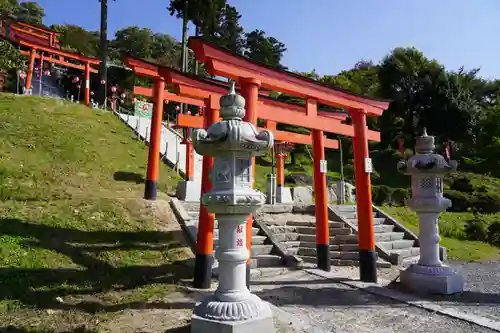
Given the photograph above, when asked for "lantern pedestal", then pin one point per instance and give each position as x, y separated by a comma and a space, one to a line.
432, 279
188, 190
427, 170
233, 143
283, 195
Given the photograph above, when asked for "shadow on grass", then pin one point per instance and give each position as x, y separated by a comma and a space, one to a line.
131, 177
40, 287
12, 329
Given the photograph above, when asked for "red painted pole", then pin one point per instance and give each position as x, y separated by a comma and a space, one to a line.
366, 236
87, 84
31, 66
250, 91
151, 188
280, 165
189, 159
205, 236
321, 198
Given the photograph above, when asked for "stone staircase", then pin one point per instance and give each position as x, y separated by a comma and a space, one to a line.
262, 254
295, 229
393, 242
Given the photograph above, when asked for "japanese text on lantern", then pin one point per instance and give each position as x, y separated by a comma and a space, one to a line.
239, 241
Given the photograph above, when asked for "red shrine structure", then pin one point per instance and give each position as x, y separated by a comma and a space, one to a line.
250, 78
42, 44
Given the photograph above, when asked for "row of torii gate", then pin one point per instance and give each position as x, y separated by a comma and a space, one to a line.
250, 77
42, 43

* [Exercise description] Leave the pictures out and write out every entry exactly as given.

* [In response]
Given the photograph above, when asked for "lantern pedestal", then pin one point per instance and give each position as x, y separated by a comma and a space, one to a line.
432, 279
188, 190
427, 170
233, 143
283, 195
Given the photograph above, when asked for "shadow on grass", then pin one point per instance and give each position as x, y separated by a comma and a space, one to a line.
131, 177
40, 287
12, 329
Given the photograph above, when asked for "red painted pole", then pin one point per instance and give each position as x, y separated by a comma and a space, one to a line.
366, 236
87, 84
31, 66
250, 91
151, 188
280, 165
189, 159
205, 236
321, 198
Given the photograph above, when asked for "stone staircase", then pin one point per instance and give each position as x, y separated by a comma and a space, one to a line.
262, 254
295, 229
393, 242
Given the photograph above, when asked for "japanese text on lantern", then pin one point per instance and give each position as x, y separated by a comma and a space, one to a line.
239, 241
Given the photograph above, when asked for "red shrine structure", then pin one point per instance and give each position as x, y separated by a comma and a space, one to a line.
250, 78
42, 44
Given the photograph above, when asked for "row of torii gate", then pin one point per instance and give each position as x, y separated by a comma and a space, one to a line.
250, 77
42, 43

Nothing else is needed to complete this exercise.